[Object pointing dataset rows]
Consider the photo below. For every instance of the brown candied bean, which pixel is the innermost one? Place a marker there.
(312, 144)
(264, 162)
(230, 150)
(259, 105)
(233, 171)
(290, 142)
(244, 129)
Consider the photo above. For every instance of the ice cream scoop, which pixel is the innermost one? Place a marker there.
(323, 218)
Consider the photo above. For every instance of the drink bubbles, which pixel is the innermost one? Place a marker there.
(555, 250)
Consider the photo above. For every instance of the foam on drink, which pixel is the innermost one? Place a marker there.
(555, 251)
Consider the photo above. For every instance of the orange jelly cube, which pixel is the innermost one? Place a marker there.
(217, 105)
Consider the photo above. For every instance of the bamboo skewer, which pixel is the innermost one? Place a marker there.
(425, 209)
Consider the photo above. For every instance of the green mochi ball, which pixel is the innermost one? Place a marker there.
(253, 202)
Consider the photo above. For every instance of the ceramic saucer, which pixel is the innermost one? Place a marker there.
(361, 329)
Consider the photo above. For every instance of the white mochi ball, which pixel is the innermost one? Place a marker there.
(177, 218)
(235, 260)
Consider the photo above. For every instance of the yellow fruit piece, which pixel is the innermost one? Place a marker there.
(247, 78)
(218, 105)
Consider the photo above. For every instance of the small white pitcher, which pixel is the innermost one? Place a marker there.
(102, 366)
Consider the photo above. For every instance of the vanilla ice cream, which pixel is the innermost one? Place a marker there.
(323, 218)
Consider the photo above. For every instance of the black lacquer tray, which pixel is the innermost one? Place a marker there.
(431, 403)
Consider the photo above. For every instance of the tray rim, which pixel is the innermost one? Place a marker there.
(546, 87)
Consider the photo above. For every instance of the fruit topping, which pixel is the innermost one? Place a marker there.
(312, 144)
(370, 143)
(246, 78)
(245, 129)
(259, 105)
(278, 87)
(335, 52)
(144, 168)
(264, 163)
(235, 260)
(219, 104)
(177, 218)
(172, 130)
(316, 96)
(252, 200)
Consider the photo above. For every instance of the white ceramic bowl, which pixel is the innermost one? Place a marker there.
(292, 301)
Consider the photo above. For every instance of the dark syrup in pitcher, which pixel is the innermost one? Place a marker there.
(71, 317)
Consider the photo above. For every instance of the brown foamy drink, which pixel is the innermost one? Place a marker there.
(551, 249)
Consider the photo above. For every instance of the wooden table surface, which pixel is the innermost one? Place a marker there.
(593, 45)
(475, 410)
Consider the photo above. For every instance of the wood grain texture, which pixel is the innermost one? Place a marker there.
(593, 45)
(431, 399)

The exercise: Rewrite the stretch of material from the line containing "Consider the photo above. For every instance of the brown" through the end, changing "innermost" to "most central" and leaving everything else unchanged.

Task output:
Consider the photo above. For every instance of the brown foamy drink, which pixel is the most central one? Place a marker there.
(551, 249)
Consider the photo above. For every instance of the wooden table surface, which pixel is the most central one? Place a marker there.
(593, 45)
(475, 410)
Consider the photo above. For every instance of the wood grain texture, which pixel is the most central one? Place a marker there.
(593, 45)
(431, 399)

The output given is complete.